Task | Pick out every line of the listing that contains the string "pants" and copy each one.

-- start of Provided data --

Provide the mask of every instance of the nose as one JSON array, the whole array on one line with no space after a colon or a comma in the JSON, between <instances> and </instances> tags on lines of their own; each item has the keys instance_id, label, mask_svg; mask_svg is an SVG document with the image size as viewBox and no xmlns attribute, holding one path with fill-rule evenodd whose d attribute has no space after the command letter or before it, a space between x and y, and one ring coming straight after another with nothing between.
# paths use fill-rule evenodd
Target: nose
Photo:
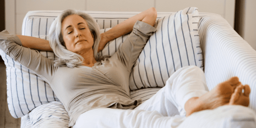
<instances>
[{"instance_id":1,"label":"nose","mask_svg":"<svg viewBox=\"0 0 256 128\"><path fill-rule=\"evenodd\" d=\"M82 35L82 33L78 29L76 29L75 30L76 32L76 37L78 37L79 36Z\"/></svg>"}]
</instances>

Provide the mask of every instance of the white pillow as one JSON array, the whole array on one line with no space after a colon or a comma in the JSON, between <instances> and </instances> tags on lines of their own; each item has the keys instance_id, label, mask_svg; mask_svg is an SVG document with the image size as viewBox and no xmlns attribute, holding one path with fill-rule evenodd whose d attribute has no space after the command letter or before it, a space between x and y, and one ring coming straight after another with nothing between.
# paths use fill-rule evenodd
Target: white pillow
<instances>
[{"instance_id":1,"label":"white pillow","mask_svg":"<svg viewBox=\"0 0 256 128\"><path fill-rule=\"evenodd\" d=\"M37 107L29 113L31 128L68 128L69 116L60 102Z\"/></svg>"},{"instance_id":2,"label":"white pillow","mask_svg":"<svg viewBox=\"0 0 256 128\"><path fill-rule=\"evenodd\" d=\"M130 76L131 90L163 87L176 70L189 65L203 70L198 9L186 8L159 19Z\"/></svg>"}]
</instances>

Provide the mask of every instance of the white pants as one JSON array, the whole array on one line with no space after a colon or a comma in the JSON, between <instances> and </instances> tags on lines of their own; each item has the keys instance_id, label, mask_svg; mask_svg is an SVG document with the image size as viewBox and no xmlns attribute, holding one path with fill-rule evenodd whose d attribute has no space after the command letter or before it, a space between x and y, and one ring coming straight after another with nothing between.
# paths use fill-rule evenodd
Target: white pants
<instances>
[{"instance_id":1,"label":"white pants","mask_svg":"<svg viewBox=\"0 0 256 128\"><path fill-rule=\"evenodd\" d=\"M188 100L208 92L203 71L195 66L184 67L175 72L156 94L134 110L90 110L79 116L73 128L256 127L255 111L240 105L222 106L186 117L184 105Z\"/></svg>"},{"instance_id":2,"label":"white pants","mask_svg":"<svg viewBox=\"0 0 256 128\"><path fill-rule=\"evenodd\" d=\"M172 75L156 94L134 110L90 110L79 116L73 128L175 128L186 119L187 100L208 92L204 72L196 66L184 67Z\"/></svg>"}]
</instances>

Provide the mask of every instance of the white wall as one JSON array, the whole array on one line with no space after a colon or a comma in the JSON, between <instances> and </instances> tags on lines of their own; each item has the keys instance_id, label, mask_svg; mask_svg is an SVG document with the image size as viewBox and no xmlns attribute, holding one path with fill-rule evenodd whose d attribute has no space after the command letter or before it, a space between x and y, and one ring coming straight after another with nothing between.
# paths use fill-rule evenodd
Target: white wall
<instances>
[{"instance_id":1,"label":"white wall","mask_svg":"<svg viewBox=\"0 0 256 128\"><path fill-rule=\"evenodd\" d=\"M241 36L256 50L256 0L245 0L244 24L241 26L242 35Z\"/></svg>"},{"instance_id":2,"label":"white wall","mask_svg":"<svg viewBox=\"0 0 256 128\"><path fill-rule=\"evenodd\" d=\"M11 33L19 35L26 14L38 10L142 12L154 7L160 12L195 6L199 12L220 15L233 26L235 0L5 0L5 3L6 28Z\"/></svg>"}]
</instances>

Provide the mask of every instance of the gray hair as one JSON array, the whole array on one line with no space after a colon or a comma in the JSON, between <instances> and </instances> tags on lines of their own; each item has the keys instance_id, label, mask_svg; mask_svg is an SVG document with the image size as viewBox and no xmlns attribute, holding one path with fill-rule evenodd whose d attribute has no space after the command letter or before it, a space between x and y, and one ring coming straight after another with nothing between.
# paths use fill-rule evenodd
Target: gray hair
<instances>
[{"instance_id":1,"label":"gray hair","mask_svg":"<svg viewBox=\"0 0 256 128\"><path fill-rule=\"evenodd\" d=\"M67 49L63 37L61 34L61 23L67 16L77 15L83 17L88 24L88 26L93 35L94 44L93 46L94 58L99 59L98 47L100 40L99 27L95 20L90 15L81 11L73 10L65 10L54 20L49 30L49 43L52 49L58 58L54 61L54 66L67 66L74 67L81 65L84 59L80 55Z\"/></svg>"}]
</instances>

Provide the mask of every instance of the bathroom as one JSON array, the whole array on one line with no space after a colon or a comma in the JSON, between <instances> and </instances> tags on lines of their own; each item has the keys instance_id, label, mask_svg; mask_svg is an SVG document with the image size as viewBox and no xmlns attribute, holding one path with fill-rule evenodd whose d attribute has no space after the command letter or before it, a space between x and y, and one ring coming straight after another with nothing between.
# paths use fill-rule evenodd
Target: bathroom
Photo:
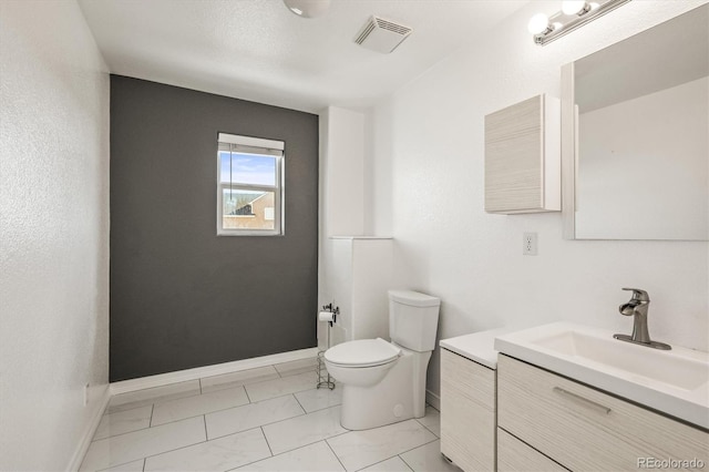
<instances>
[{"instance_id":1,"label":"bathroom","mask_svg":"<svg viewBox=\"0 0 709 472\"><path fill-rule=\"evenodd\" d=\"M92 3L0 2L1 470L76 469L81 463L76 451L111 381L109 274L117 260L110 260L115 235L109 212L117 176L110 172L110 119L115 110L109 74L115 71L106 65L84 18L89 16L82 9ZM299 19L280 1L253 3L282 21L300 21L298 28L321 21ZM339 2L332 3L336 12ZM374 2L361 3L373 10ZM557 320L629 332L631 321L617 307L628 300L623 287L638 287L653 300L649 324L655 339L709 350L706 240L572 240L565 238L558 212L497 215L484 211L485 115L542 93L559 96L564 64L706 1L634 0L544 47L534 44L527 22L538 11L557 11L558 1L480 3L475 7L480 10L472 9L470 14L475 28L467 28L425 70L401 80L366 106L357 103L357 96L339 103L315 98L308 104L307 96L294 94L276 102L266 85L259 89L240 82L232 92L223 89L217 74L207 78L216 85L205 86L204 92L319 119L319 255L316 271L310 271L317 285L309 295L311 335L282 351L316 347L315 316L322 305L335 301L342 310L342 324L351 322L347 310L352 300L333 285L338 277L347 278L338 271L342 270L336 264L340 259L333 259L341 255L335 254L336 246L350 243L389 245L390 258L368 260L364 271L381 275L381 260L388 260L389 288L414 289L441 299L438 339ZM292 19L281 17L280 9ZM198 10L194 13L198 16ZM409 18L417 16L392 19L408 24ZM423 29L423 18L418 21L409 21L414 31L400 49L377 57L381 64L405 53L417 29ZM348 42L353 34L347 33ZM131 34L124 31L116 43L122 41L130 42ZM183 43L185 54L187 45ZM179 51L169 59L179 63ZM131 76L127 70L119 74ZM157 72L147 79L167 85L186 81ZM340 134L335 137L341 147L331 156L322 141L337 126ZM27 170L32 165L52 173L31 176ZM44 207L44 225L37 225L27 213L48 199L52 203ZM209 208L207 216L213 215ZM143 229L133 230L140 236ZM536 256L522 254L524 233L536 233ZM364 238L372 236L383 239ZM273 290L279 290L275 283ZM379 304L386 319L386 290L372 304L358 309L377 309ZM142 316L151 318L150 312ZM203 352L218 349L201 346L169 320L157 321L178 347L189 345ZM198 320L194 326L199 327ZM141 336L142 326L127 329ZM335 328L332 334L338 336ZM151 339L143 342L140 347L150 347ZM130 352L130 343L125 349ZM199 359L186 362L192 362L191 368L205 366ZM431 404L441 390L439 366L436 349L428 369Z\"/></svg>"}]
</instances>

-- end of Provided data --

Response |
Provide the mask of every instance of the white pants as one JSON array, the whole array on one line with no space after a colon or a comma in the JSON, between <instances> and </instances> tags on lines of their own; each item has the keys instance_id, label, mask_svg; mask_svg is an SVG document with the image size as viewBox and no xmlns attribute, holding one path with fill-rule evenodd whose d attribute has no space after the command letter or before it, a space between x and y, and one ring coming straight after another with nothing between.
Target: white pants
[{"instance_id":1,"label":"white pants","mask_svg":"<svg viewBox=\"0 0 256 128\"><path fill-rule=\"evenodd\" d=\"M188 100L208 92L203 71L195 66L184 67L175 72L156 94L134 110L90 110L79 116L73 128L256 127L255 111L240 105L222 106L186 117L184 105Z\"/></svg>"},{"instance_id":2,"label":"white pants","mask_svg":"<svg viewBox=\"0 0 256 128\"><path fill-rule=\"evenodd\" d=\"M172 75L156 94L134 110L90 110L79 116L73 128L175 128L186 119L187 100L208 92L204 72L196 66L184 67Z\"/></svg>"}]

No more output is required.